_What is required_.
Each line from the one containing "Description: bird's back" through the end of the records below must be repeated exactly, and no other line.
───── Extracted information ─────
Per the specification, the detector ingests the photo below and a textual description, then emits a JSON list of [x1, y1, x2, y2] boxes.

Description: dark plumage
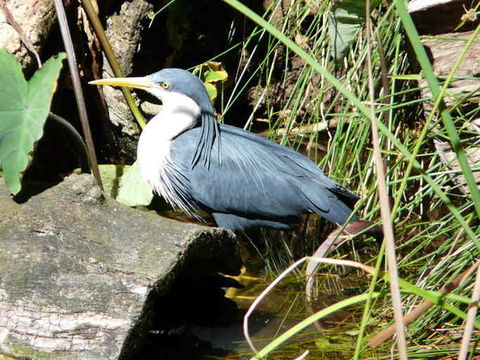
[[91, 68, 359, 231], [171, 124, 358, 230]]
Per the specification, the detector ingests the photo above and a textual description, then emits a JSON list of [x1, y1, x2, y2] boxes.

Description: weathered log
[[408, 0, 478, 34], [0, 0, 56, 69], [409, 0, 480, 195], [417, 30, 480, 194], [99, 0, 153, 151], [0, 174, 240, 359]]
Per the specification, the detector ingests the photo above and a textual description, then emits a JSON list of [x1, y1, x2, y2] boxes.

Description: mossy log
[[0, 174, 240, 359]]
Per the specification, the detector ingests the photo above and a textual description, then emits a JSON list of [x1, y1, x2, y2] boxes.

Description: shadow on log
[[0, 174, 240, 359]]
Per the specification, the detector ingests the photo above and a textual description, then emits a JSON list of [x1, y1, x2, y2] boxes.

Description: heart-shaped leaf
[[0, 50, 66, 194], [328, 0, 380, 63], [116, 160, 153, 206], [97, 162, 153, 207]]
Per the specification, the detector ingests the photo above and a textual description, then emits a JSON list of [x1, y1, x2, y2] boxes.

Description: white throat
[[144, 90, 200, 141], [137, 91, 200, 214]]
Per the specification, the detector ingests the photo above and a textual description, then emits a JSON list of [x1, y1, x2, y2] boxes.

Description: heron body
[[91, 69, 358, 231]]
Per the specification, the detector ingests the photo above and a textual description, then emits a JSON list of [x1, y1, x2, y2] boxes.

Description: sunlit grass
[[215, 0, 480, 359]]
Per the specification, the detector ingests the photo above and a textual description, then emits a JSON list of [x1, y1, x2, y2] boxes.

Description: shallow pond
[[136, 235, 371, 360]]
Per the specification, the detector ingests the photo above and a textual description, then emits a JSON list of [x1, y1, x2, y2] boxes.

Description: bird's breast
[[137, 109, 196, 189], [136, 114, 199, 217], [137, 123, 172, 193]]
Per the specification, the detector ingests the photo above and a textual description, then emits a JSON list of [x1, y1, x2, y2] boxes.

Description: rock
[[0, 174, 240, 359]]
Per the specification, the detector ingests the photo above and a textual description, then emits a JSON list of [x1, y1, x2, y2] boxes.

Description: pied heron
[[91, 68, 358, 231]]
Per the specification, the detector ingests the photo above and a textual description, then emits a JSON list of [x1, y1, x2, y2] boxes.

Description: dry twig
[[365, 0, 408, 357]]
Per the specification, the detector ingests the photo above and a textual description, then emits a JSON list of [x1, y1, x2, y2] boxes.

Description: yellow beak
[[89, 76, 157, 90]]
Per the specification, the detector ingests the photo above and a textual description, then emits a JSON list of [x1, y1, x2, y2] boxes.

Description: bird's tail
[[297, 181, 359, 225], [318, 196, 358, 225]]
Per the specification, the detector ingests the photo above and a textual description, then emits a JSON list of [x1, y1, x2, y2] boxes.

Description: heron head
[[91, 68, 220, 166], [89, 68, 212, 113]]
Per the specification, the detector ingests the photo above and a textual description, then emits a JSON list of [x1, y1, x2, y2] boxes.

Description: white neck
[[145, 91, 200, 141], [136, 91, 200, 207]]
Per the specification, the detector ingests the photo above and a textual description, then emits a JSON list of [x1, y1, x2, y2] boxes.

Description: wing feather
[[170, 124, 358, 225]]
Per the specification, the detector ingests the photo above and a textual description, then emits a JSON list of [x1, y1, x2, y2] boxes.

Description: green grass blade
[[393, 0, 480, 219], [250, 292, 383, 360], [221, 0, 371, 119], [221, 0, 479, 248]]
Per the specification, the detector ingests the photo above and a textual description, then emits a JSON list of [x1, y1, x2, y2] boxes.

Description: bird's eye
[[161, 82, 171, 89]]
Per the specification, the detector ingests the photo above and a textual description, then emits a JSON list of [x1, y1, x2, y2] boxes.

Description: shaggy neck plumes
[[136, 91, 201, 216]]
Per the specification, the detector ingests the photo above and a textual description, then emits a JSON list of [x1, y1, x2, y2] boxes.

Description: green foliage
[[328, 0, 380, 63], [394, 0, 480, 221], [117, 161, 153, 206], [0, 50, 66, 194], [98, 162, 153, 207], [193, 61, 228, 101], [98, 164, 128, 198], [251, 292, 383, 360], [220, 0, 480, 357]]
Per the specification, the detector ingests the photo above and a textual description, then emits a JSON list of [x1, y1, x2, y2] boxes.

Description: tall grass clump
[[220, 0, 480, 358]]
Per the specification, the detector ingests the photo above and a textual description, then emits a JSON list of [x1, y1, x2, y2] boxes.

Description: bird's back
[[169, 124, 358, 230]]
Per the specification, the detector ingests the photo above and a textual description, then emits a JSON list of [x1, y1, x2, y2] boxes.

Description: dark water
[[134, 247, 368, 360]]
─────
_Response to the task_.
Description: bird's back
[[169, 124, 358, 230]]
Per the specification, the detector ingests the photo above and a textual description, then emits a JSON list of [x1, y1, x2, y2] boxes.

Description: dark water
[[134, 247, 368, 360]]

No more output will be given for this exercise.